>> START

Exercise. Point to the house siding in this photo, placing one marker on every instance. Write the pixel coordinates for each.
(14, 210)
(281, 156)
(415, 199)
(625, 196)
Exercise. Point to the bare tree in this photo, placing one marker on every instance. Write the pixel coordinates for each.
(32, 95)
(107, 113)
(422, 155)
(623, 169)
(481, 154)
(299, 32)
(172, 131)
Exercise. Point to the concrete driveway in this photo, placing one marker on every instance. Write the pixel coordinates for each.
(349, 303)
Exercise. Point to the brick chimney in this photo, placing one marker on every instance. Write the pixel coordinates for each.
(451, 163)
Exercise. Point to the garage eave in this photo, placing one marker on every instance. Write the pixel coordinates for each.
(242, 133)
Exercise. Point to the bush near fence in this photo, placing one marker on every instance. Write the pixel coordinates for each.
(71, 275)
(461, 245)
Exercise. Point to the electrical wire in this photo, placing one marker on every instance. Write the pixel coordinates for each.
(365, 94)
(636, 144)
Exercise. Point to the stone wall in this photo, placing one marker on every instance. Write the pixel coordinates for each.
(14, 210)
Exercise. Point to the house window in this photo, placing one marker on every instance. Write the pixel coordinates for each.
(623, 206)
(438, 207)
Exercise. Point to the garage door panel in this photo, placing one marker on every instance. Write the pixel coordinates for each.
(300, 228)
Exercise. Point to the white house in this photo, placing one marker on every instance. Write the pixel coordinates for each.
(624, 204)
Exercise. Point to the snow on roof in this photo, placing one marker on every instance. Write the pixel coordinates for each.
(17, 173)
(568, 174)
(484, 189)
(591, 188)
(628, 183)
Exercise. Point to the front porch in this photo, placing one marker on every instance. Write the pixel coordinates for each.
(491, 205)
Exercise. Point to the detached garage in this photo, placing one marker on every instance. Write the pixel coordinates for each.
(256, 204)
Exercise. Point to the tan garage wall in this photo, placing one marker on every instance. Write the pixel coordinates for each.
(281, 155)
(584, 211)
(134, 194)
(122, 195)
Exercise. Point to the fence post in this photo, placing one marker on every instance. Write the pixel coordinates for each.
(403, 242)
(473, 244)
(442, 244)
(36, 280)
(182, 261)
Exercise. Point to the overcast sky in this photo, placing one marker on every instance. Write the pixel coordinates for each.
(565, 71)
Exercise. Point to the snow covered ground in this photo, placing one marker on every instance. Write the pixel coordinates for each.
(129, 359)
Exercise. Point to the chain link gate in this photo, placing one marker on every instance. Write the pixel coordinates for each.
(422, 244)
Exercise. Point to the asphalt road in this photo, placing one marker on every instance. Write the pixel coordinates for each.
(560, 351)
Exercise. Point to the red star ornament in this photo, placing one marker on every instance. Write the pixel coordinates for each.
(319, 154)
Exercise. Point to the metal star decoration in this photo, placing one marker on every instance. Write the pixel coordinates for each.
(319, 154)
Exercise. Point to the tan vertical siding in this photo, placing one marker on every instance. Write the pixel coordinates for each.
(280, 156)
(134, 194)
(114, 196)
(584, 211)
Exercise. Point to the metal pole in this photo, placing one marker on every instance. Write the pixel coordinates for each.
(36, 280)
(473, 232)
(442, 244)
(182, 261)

>> END

Your goal: Reproduce the data, keeping every line exactly the same.

Output:
Exercise. Point to the house siding in this photo, placing one marker on every instance. Write the pixel coordinates for each.
(14, 210)
(281, 156)
(415, 199)
(625, 196)
Exercise. Point to the bare tree in this photo, placing one marker on every instance. Write the pixel coordinates for each.
(32, 95)
(107, 113)
(422, 155)
(623, 169)
(481, 154)
(299, 32)
(172, 131)
Exercise. Point to the concrete driveway in this photo, placing one marker on every instance. Write the pixel coordinates for each.
(349, 303)
Exercise. Point to the brick chimney in this photo, placing one marker on every instance. Write the pixel coordinates for each.
(451, 163)
Exercise. Point to the garage eave in this photo, placing one marker on every instance. Write the pixel coordinates for each.
(242, 133)
Exercise. Point to the bush near fence in this photo, placing one marker on every instance. Write the pixel coordinates for each.
(71, 275)
(461, 245)
Exercise. Point to the electrical wire in this photo, placing one marker on every instance. Write the pixel coordinates for each.
(365, 94)
(636, 144)
Exercise. Point to the stone wall in this photo, placing one marker on every instance. Write the pixel coordinates for each.
(14, 210)
Exercise. Point to the house window in this photo, placing one marker on every instance. Write the pixel coordinates for each.
(623, 206)
(438, 207)
Exercise. Point to the garage door panel in this photo, placing one marker on every instance. Write the pixel coordinates for each.
(300, 228)
Exercise. Point to the white house in this photo, placing one marker on every instance. Write the pixel coordinates for each.
(624, 204)
Exercise. Point to the snow on roof in this photo, placing one marker on every instance. Write the pixel coordinates for each.
(17, 173)
(568, 174)
(484, 189)
(591, 188)
(628, 183)
Exercise. Point to the front porch in this photo, placing one marker on every instance. Write the pixel coordinates for each.
(491, 205)
Exercise. Point to the detached garage in this photo, placing one marker on every instance. Write the pixel coordinates for each.
(256, 204)
Exercise. Point to the tan garage wall in this photo, placing one marker on every instance. Write the pixel coordinates for each.
(281, 155)
(584, 211)
(134, 194)
(122, 195)
Exercise. Point to the fence post in this photo, placing one marker on every instance. Write the pixel coordinates for each.
(403, 242)
(473, 244)
(442, 244)
(36, 280)
(182, 261)
Exercise. Point to the overcast sky in this photo, placing one marker on every instance. Write the pixel coordinates for each.
(565, 71)
Exercise. Point to the snow covered ground in this photo, placing one marker on every instance. Write the pixel coordinates for each.
(129, 359)
Exercise. Point to the chain link gate in this photo, placing one marker on every instance. Write the pixel coordinates for each.
(422, 244)
Exercise. Point to the asphalt road in this photo, placing one marker on every instance. Write the pixel coordinates for each.
(560, 351)
Exercise. Point to the red star ornament in this photo, placing one marker on every instance. Write the pixel coordinates for each.
(319, 154)
Exercise. Point to the metal star decoration in this photo, placing one marker on every instance. Write the pixel coordinates for each.
(319, 154)
Exercise. Point to the tan vertical siding in this photo, placing one marker on every instance. Write the pixel coordinates for each.
(280, 156)
(134, 194)
(114, 196)
(584, 211)
Exercise. Point to the metal pole in this photo, placing one marker on every instance. Write the pixel coordinates for each.
(36, 280)
(473, 232)
(442, 244)
(182, 261)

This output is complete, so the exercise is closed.